= Beginning of Section =

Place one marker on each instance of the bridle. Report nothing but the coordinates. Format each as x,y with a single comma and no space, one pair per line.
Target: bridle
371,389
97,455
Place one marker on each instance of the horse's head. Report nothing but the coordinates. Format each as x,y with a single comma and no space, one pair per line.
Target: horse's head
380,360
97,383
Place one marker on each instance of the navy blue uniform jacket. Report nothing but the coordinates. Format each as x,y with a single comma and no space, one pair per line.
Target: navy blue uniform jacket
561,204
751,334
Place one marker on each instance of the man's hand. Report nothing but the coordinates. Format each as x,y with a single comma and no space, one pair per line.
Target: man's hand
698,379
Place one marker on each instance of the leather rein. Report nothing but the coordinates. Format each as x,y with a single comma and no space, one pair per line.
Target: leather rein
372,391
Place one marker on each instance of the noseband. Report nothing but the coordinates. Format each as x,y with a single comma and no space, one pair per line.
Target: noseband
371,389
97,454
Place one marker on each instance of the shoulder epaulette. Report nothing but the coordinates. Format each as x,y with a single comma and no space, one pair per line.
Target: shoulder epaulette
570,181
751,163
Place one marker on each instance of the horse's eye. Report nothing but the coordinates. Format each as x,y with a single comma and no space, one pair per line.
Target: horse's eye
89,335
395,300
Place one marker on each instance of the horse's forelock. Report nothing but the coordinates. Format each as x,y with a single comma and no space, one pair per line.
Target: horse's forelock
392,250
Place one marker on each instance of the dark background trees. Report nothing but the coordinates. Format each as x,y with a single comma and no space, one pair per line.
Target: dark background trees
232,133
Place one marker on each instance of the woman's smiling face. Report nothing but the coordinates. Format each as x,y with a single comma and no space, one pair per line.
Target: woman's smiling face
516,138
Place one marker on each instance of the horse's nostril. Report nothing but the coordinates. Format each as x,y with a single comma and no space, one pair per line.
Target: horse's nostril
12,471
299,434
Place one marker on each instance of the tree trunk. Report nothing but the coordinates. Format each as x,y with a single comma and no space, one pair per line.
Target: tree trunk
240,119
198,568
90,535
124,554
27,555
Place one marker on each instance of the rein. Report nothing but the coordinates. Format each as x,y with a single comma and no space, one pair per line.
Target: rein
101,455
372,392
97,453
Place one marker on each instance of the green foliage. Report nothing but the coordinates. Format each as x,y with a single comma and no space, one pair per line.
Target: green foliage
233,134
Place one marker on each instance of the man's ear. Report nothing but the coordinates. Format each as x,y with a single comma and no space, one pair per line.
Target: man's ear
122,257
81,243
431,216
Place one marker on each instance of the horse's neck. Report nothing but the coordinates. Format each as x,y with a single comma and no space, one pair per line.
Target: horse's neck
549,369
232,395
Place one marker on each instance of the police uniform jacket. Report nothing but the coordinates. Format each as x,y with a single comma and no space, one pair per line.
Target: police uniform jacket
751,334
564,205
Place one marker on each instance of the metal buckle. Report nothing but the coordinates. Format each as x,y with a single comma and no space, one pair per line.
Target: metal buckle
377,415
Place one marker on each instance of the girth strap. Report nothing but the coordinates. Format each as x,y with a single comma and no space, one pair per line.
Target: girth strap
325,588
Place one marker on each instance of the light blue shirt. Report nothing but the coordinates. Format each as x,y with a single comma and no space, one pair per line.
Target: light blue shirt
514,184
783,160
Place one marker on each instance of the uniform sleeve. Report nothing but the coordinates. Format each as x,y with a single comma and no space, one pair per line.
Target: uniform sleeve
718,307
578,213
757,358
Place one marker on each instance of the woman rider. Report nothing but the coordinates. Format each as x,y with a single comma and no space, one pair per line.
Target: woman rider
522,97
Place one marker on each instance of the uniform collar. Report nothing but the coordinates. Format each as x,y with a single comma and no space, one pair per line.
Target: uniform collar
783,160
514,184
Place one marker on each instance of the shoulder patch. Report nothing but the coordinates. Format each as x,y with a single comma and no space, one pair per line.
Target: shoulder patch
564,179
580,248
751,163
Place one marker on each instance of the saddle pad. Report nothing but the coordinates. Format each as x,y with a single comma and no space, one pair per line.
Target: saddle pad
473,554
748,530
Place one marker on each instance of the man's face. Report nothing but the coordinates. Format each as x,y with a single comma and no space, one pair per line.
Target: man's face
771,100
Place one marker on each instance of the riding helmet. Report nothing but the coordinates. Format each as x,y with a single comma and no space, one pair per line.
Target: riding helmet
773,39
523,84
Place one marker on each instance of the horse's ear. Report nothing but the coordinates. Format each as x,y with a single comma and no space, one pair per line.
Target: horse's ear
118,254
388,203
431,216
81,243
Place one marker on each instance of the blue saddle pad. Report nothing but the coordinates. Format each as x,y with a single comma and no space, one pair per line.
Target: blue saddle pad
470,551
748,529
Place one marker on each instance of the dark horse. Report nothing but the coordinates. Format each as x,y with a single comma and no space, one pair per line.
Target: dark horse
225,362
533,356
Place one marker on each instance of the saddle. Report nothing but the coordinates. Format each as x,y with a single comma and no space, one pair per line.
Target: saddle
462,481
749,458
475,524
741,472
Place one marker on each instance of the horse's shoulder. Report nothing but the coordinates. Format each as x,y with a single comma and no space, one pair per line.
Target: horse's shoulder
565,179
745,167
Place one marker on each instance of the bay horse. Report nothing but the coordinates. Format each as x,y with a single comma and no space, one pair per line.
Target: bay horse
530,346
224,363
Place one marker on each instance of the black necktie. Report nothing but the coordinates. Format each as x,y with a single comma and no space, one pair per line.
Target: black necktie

= End of Section =

### EXERCISE:
All that is wanted is the line with "Target: horse's ear" and every later line in the entries, reproduced exactly.

### ANSWER FOR THE TASK:
Target: horse's ear
118,254
388,203
431,216
81,243
Place one marker on each instance of the blue saddle pad. Report nothing but the coordinates. Format each as x,y with a single comma and no space, one pair per line.
Target: blue saddle pad
470,551
748,529
Place one marker on each instance of the dark horse. Report nothing but the coordinates. Format each as x,y with a single comma and no space, one pair per line.
Target: dark horse
225,362
533,356
Place one marker on each instance of the saddle. Report nothing but the coordinates. Format each as x,y with a single comma and no space, one pair per line.
Target: saddle
462,481
749,458
475,524
741,472
Place one marker on each instance of the horse's shoulder. Report nothing but the coordinates. Format each as x,y with a single comma and no space, one pair per line.
Target: horse's shoulder
565,179
745,167
Place one marker on each instance of the bay horse. Report nothing but the coordinates. Format each as x,y with a single comma and no space, one pair per line.
Target: bay horse
530,346
224,363
Place one marker on each instance of the black necktie. Report nothing but the coordinates. Format each as x,y with a single comma and no space, one pair per line.
Target: black necktie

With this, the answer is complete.